[Dataset items]
• • • • • • •
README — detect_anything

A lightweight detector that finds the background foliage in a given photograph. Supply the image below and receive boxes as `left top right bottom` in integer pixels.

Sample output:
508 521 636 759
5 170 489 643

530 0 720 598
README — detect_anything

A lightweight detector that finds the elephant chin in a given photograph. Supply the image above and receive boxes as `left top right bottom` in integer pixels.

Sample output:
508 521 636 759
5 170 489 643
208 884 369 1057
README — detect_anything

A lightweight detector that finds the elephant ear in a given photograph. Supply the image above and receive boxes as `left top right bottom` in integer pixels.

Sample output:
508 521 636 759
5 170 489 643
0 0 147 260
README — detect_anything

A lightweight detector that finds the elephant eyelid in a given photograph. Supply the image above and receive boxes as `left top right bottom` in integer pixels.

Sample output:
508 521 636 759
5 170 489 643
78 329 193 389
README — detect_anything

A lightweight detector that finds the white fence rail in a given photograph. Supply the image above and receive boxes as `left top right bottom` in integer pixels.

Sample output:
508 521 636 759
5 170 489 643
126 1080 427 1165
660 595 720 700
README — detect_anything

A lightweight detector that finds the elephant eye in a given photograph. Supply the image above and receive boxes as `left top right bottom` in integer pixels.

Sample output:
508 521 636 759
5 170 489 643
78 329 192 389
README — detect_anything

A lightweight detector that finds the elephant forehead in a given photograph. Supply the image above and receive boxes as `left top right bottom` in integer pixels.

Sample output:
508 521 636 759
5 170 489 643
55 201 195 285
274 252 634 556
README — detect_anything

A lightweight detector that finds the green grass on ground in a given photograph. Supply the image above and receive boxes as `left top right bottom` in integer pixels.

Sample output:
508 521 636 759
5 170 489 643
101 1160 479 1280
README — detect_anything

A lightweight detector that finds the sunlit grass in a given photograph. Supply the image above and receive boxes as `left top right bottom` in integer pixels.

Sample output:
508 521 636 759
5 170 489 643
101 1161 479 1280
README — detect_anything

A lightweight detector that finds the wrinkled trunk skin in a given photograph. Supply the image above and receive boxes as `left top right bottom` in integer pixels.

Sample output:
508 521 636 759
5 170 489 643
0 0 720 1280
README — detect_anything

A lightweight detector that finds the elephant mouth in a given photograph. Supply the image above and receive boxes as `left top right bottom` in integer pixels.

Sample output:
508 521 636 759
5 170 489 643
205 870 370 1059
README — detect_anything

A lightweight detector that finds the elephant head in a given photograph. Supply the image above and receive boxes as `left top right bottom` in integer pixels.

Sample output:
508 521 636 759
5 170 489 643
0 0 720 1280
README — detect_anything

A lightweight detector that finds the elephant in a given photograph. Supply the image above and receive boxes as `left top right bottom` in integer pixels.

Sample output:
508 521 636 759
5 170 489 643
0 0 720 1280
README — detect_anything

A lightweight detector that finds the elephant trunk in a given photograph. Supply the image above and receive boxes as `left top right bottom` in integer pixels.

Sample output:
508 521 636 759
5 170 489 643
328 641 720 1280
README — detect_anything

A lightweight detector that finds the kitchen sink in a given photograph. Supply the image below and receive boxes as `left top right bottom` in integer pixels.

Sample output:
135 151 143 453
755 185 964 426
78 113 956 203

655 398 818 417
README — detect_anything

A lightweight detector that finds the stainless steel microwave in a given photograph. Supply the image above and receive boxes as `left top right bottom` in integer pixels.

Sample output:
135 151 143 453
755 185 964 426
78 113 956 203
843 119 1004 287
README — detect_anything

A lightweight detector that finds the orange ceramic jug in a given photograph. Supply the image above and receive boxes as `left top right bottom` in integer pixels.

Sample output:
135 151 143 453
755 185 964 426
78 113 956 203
• • • • • • •
Required task: Locate each line in the items above that contains the word "grass", with case counting, and copy every such line.

Output below:
A lightweight detector that finds the green grass on ground in a given photograph. Supply the image above and receive boxes as `left top right bottom` in integer pixels.
A lightweight detector that finds the sunlit grass in a given photograph. Supply the image above and receive boxes as `left top right bottom` in integer pixels.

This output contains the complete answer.